Every record is to be transcribed exactly as written.

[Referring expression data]
--- START ---
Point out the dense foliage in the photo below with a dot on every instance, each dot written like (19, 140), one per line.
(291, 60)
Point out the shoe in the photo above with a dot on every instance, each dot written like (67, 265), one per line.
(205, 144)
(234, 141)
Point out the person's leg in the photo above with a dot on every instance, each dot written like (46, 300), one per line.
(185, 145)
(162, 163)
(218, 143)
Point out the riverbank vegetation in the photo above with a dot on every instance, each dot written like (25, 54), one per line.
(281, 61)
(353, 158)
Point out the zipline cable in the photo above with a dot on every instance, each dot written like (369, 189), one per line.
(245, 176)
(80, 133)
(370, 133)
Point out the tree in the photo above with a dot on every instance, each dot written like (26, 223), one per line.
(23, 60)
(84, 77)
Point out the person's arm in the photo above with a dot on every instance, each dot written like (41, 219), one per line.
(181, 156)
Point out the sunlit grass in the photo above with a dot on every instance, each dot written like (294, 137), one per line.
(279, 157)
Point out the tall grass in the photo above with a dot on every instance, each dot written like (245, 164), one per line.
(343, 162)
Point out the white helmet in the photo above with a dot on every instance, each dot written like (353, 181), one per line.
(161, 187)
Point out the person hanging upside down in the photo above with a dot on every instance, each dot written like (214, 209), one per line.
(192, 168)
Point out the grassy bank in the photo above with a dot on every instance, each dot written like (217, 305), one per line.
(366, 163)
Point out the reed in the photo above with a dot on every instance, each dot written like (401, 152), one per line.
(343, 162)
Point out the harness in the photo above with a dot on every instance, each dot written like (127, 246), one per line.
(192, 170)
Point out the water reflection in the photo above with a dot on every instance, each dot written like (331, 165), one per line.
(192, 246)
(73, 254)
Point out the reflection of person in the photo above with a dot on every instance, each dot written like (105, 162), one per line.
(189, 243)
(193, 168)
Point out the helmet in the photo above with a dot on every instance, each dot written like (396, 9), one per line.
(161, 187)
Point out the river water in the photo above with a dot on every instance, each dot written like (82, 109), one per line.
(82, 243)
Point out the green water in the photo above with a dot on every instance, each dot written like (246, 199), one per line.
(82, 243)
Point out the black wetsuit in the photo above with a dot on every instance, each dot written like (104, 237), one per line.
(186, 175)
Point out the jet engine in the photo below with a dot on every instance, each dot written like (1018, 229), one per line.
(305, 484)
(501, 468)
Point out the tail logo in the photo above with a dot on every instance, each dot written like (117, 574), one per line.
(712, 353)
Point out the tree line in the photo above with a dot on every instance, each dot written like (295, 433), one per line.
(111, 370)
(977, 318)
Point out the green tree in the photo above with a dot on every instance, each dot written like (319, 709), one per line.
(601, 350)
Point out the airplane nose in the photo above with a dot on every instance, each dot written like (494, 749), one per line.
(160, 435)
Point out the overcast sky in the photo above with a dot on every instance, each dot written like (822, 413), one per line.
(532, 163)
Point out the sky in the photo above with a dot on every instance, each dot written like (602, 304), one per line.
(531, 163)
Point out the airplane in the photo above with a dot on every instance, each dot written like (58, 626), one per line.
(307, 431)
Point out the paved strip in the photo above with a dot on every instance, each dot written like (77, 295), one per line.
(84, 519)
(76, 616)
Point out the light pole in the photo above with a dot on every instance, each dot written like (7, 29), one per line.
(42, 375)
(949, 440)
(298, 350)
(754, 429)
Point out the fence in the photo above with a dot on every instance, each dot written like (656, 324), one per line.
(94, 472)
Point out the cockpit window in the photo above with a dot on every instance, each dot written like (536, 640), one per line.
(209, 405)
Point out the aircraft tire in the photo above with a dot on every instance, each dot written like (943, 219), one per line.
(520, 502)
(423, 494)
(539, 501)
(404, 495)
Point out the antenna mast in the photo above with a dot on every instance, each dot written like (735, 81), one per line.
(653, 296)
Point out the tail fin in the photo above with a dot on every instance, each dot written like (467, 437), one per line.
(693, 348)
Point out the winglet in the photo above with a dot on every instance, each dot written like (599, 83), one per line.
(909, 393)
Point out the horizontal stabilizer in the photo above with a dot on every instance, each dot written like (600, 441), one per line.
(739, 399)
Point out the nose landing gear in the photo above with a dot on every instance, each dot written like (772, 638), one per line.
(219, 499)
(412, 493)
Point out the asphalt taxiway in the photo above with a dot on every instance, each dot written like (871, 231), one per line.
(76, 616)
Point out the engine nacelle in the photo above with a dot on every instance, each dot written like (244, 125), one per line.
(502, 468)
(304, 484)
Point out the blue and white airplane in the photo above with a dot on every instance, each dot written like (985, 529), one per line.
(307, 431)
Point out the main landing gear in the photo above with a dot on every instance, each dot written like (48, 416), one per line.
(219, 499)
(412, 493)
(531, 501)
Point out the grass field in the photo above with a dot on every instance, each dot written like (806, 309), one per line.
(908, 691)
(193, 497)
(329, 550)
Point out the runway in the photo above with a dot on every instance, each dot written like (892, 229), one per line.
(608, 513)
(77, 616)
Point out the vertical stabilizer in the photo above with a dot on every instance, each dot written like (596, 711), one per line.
--- END ---
**Response box**:
Point out the dense foliage in the photo below with a dot on every instance, each dot written like (19, 140), one per line.
(291, 60)
Point out the shoe in the photo above with a dot on every instance, each dot written like (67, 265), one per line.
(205, 144)
(234, 141)
Point out the person's leg in the photo above with a dot on every instance, each dot written like (46, 300), one per line.
(185, 145)
(162, 163)
(218, 143)
Point out the riverbank vegetation in the photo above with a dot on every instance, each dot written like (25, 54), one per line.
(281, 61)
(353, 158)
Point out the zipline cable in the photo above with a dot on every instance, each dot written like (369, 189), one per line.
(245, 176)
(80, 133)
(370, 133)
Point out the tree in the photo above with a dot on every instance, each dot written like (26, 223), one per line.
(23, 60)
(84, 77)
Point out the person's arm in the photo above with a dot on every instance, each dot written like (41, 219), one per line.
(181, 156)
Point out the sunlit grass in the photo above with a dot on every instance, each dot written like (294, 137), one per line.
(279, 157)
Point out the tall grass in the photo above with a dot on every instance, each dot written like (245, 164), one per line.
(343, 162)
Point out the white helmet in the photo above with a dot on every instance, each dot written like (353, 181), one per line.
(161, 187)
Point out the person hanging upside down in the photo above with a dot on every instance, each dot written like (214, 209), one per line.
(192, 168)
Point out the grassy bank in the photo above with a dot on every instance, each dot written like (217, 305), one per line.
(366, 163)
Point out the reed in the photo above with a dot on every instance, each dot written like (401, 152), one per line.
(343, 162)
Point out the harness in the photo above with a dot on every instance, each dot written like (127, 246), one per line.
(192, 170)
Point out the water reflection in the photo above with a dot on every instance, each dot written like (331, 165), one per line.
(192, 246)
(73, 254)
Point out the reflection of person in the photo above with a dot on every instance, each dot written like (105, 162), one per line.
(189, 243)
(193, 168)
Point out the helmet in the photo above with a dot on every instance, each dot written like (396, 9), one per line.
(161, 187)
Point out the river water in the photo above with a dot on every instance, each dot written like (82, 109), one per line.
(82, 243)
Point out the green water in the photo above with a dot on every instance, each dot written like (246, 199), one per line.
(82, 243)
Point out the black wetsuit in the photo above with a dot on every instance, each dot written like (104, 237), one per line.
(186, 175)
Point out the jet engine in the photo below with a dot on every instance, each dot written like (1018, 229), one per line.
(305, 484)
(501, 468)
Point out the tail logo in the photo above with a dot on every instance, each dot written like (117, 574), one per line.
(712, 353)
Point out the tree line in the photo above with a dot on every instance, each dot written like (295, 433), one per line.
(111, 370)
(977, 318)
Point out the green tree in the photo above with a dot on every instance, each dot written like (319, 709), one per line.
(601, 350)
Point out the airplane nose in the photo above with a dot on every instance, each dot written like (494, 749), one per line.
(160, 435)
Point out the overcast sky in the photo above with a dot on every instance, each dot written like (822, 413), one per line.
(532, 163)
Point out the sky in the photo above with a dot on every instance, each dot written like (602, 304), one per line.
(531, 163)
Point out the airplane in the photo above with a dot on every instance, each dot written like (58, 626), one per line.
(307, 431)
Point out the paved strip in the photo above with a dot on every instance, each dot written like (77, 295), one per line.
(84, 519)
(76, 616)
Point out the light pole in the photo above with a dot on every instance, each dot written like (7, 29), one per line.
(42, 375)
(949, 440)
(298, 350)
(754, 429)
Point out the fence in the photo above with a dot on every instance, each dot written like (656, 324), one per line.
(94, 472)
Point out the cockpit window in the photo above with a dot on every instance, each dot written like (536, 640), one per line.
(209, 405)
Point out the aircraft tire in the photo above with a dot on every instance, each dot written like (943, 219), one per line.
(520, 502)
(423, 494)
(539, 501)
(404, 495)
Point out the antenna mast in the photo above with a dot on every instance, each dot written like (735, 81), one per line.
(653, 296)
Point out the tail fin in the photo above with a dot on every instance, each dot written like (467, 437), one per line.
(693, 348)
Point out the winglet in the photo above with a dot on every instance, each dot written like (599, 83), one per line.
(909, 393)
Point out the horizontal stabilizer in the photo above with a dot on every instance, each dot written like (600, 441), one per line.
(739, 399)
Point out the nose landing gear in the photo above with a dot on every instance, each dot written like (772, 638), one per line.
(219, 499)
(412, 493)
Point out the asphalt taxiway in the photo above with a dot on every instance, each dot written like (871, 231), one per line.
(76, 616)
Point out the engine nacelle in the photo above with a dot on every instance, each dot written like (244, 125), one per line.
(502, 468)
(304, 484)
Point out the blue and white airplane in the photo above with a dot on every instance, each dot written like (985, 529), one per line.
(307, 431)
Point out the main landing gear in the photo above with a dot on every instance, each dot written like (48, 416), one per line.
(219, 499)
(412, 493)
(531, 501)
Point out the grass field in the photo above with a dot on every instance, each dot written like (806, 309), one per line.
(908, 691)
(193, 497)
(329, 550)
Point out the runway in the photo above with a dot on every instance, each dot written like (892, 229), one per line.
(608, 513)
(77, 616)
Point out the vertical stabilizer in the photo above with a dot on every instance, each dot written like (596, 711), one per line.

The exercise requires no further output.